» **WHAT IS EXPECTED**:
Only an exact copy of the records, from the line with "Objective: locate each instance of the tree" through the last line, is wanted.

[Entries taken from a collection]

----

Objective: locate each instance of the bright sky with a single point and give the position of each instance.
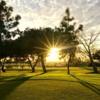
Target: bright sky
(36, 13)
(48, 13)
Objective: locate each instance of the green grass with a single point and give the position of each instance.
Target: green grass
(54, 85)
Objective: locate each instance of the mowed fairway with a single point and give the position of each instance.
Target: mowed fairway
(54, 85)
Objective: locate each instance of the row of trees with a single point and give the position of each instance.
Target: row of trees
(36, 42)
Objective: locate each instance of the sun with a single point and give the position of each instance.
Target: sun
(53, 55)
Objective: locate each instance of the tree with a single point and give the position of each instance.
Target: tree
(69, 36)
(7, 22)
(87, 42)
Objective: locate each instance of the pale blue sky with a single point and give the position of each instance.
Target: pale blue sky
(48, 13)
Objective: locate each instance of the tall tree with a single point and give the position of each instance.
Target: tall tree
(69, 36)
(87, 41)
(7, 21)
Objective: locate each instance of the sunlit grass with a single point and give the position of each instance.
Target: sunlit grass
(56, 84)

----

» **WRITTEN RESPONSE**:
Objective: locate each instance of the tree with a single point and give the position of each instance.
Target: tree
(69, 36)
(7, 22)
(87, 42)
Objective: locate each instance of the pale blue sky with a single point and give the position of each instance.
Target: pale blue sky
(48, 13)
Objective: locate each instance of the tall tree with a single point and give the position of each instance.
Target: tall tree
(69, 36)
(87, 41)
(7, 21)
Objective: locate each instance of the sunlit grass with a single point and give the position of each instance.
Target: sunlit grass
(56, 84)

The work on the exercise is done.